Politica

«Nessun rischio uranio e amianto la protesta è soltanto ideologica»

Il direttore dell’Agenzia regionale per l’ambiente: «Quantità minime e non nella tratta del tunnel. Impossibile venirne a contatto, ma i contestatori ci impediscono di fare altre analisi»

Francesco Cramer

da Milano

«Macché rischi per la salute, la protesta è solo ideologica». Vincenzo Coccolo, direttore generale dell’Agenzia regionale per la protezione dell’ambiente del Piemonte (Arpa), si sfoga. E abbatte uno ad uno i pregiudizi di chi non vuol neppure far partire l’Alta velocità Lione-Torino.
Direttore, ambientalisti e valsusini lanciano un allarme inquietante: all’interno del massiccio del Musinè, denunciano, c’è amianto e perforare lì sarebbe criminale.
«È una tesi che non ha alcun riscontro tecnico. Abbiamo dei dati acquisiti nel corso degli anni e una mappatura della superficie. Sappiamo che l’amianto non si trova ovunque e in modo diffuso, ma si concentra nelle faglie, nelle rotture, nei cosiddetti disturbi tettonici. E sappiamo bene dove sono le faglie. Si tratta di pochi strati sottilissimi. Certo, un’indagine approfondita è indispensabile».
Perché non la fate?
«Perché i contestatori bloccano anche quella. Nel lotto internazionale, quello gestito dalla Ltf (società che si occupa della costruzione della parte comune italo-francese del progetto Torino-Lione ndr), i sondaggi li hanno già fatti. In quello italiano no perché gli ambientalisti ce lo impediscono. Bloccano anche la possibilità di fare dei carotaggi».
Non state, quindi, sottovalutando il problema?
«Assolutamente no, anzi. Tre anni fa siamo stati noi dell’Arpa a fermare la costruzione della pista da bob, slittino e skeleton per le Olimpiadi 2006 perché nel luogo dove doveva sorgere, a Sauze d'Oulx, è stato trovato dell’asbesto, una varietà di amianto. Siamo attentissimi su questo fronte».
Tornando alla Tav, i contestatori affermano che se nelle rocce del Musinè ci fosse dell’amianto la popolazione sarebbe a rischio tumore, inalando le fibre di quella sostanza...
«Le ipotesi di patologie tumorali si basano su presupposti irreali. Oggi questi tunnel sono scavati con delle megafresatrici che impediscono l’uscita di tutto il materiale frantumato. La roccia, appena sbriciolata, viene immessa su un nastro trasportatore chiuso. Inserito in un tubo stagno. Inoltre lo scavo viene fatto ad acqua, per cui non si sollevano polveri. Il materiale stoccato, infine, viene reso inerte miscellandolo subito con del cemento, mentre l’acqua viene depurata».
Una bella rassicurazione per chi evoca scenari drammatici...
«Ma c’è di più: mentre si scava, in molti punti della galleria, vengono creati dei veri e propri muri di acqua. Una porta chiusa di pioggia che impedisce all’aria di passare da una parte all’altra».

Dati da analizzare:

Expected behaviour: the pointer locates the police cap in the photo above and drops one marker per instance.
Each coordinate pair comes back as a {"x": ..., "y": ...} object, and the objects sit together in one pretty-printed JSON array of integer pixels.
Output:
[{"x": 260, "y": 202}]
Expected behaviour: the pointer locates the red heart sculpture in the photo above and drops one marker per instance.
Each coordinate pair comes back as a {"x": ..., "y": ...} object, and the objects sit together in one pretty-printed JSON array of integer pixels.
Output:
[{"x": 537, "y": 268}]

...

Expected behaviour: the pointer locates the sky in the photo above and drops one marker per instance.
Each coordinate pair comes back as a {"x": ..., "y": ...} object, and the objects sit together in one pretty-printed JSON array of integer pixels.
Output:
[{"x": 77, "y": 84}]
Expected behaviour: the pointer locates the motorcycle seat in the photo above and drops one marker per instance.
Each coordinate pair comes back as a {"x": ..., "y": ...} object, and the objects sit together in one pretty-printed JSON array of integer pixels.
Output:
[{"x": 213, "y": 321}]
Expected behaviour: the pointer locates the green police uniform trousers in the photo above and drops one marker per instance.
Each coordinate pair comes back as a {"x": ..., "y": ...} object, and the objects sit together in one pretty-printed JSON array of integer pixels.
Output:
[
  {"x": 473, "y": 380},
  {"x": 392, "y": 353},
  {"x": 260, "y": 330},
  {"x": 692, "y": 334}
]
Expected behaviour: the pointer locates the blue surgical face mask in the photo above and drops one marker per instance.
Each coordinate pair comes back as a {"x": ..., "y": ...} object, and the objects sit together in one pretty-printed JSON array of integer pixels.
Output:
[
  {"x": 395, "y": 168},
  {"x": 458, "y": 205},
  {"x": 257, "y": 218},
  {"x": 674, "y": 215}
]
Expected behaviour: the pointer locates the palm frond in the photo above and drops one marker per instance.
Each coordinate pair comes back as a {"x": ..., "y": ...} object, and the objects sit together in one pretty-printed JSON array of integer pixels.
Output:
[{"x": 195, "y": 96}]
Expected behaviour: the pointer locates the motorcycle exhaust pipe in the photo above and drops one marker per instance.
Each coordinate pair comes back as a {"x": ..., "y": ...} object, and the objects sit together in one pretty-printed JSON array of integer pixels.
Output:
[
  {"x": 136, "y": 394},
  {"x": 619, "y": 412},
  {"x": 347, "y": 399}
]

Compiti richiesti:
**A)** Rispondi a queste domande sull'intervista riguardo all'amianto nel Musinè:
(i) Quale incarico ricopre Vincenzo Coccolo?
(ii) In quale località è stato trovato l'asbesto che ha fermato la costruzione della pista per le Olimpiadi 2006?
(iii) Con che cosa viene miscelato il materiale stoccato per renderlo inerte?
**B)** Nell'intervista sull'amianto nel Musinè, elenca tutte le discipline sportive a cui era destinata la pista che l'Arpa ha fatto fermare.
**C)** Modifica il passo dell'intervista sull'amianto nel Musinè da "Non state, quindi, sottovalutando" a "di quella sostanza...", mettendo "molto attenti" al posto di "attentissimi".

Elenco risposte:
**A)**
(i) È direttore generale dell'Agenzia regionale per la protezione dell'ambiente del Piemonte (Arpa).
(ii) A Sauze d'Oulx.
(iii) Con del cemento.

**B)** Bob, slittino, skeleton.

**C)**
Non state, quindi, sottovalutando il problema?
«Assolutamente no, anzi. Tre anni fa siamo stati noi dell’Arpa a fermare la costruzione della pista da bob, slittino e skeleton per le Olimpiadi 2006 perché nel luogo dove doveva sorgere, a Sauze d'Oulx, è stato trovato dell’asbesto, una varietà di amianto. Siamo molto attenti su questo fronte».
Tornando alla Tav, i contestatori affermano che se nelle rocce del Musinè ci fosse dell’amianto la popolazione sarebbe a rischio tumore, inalando le fibre di quella sostanza...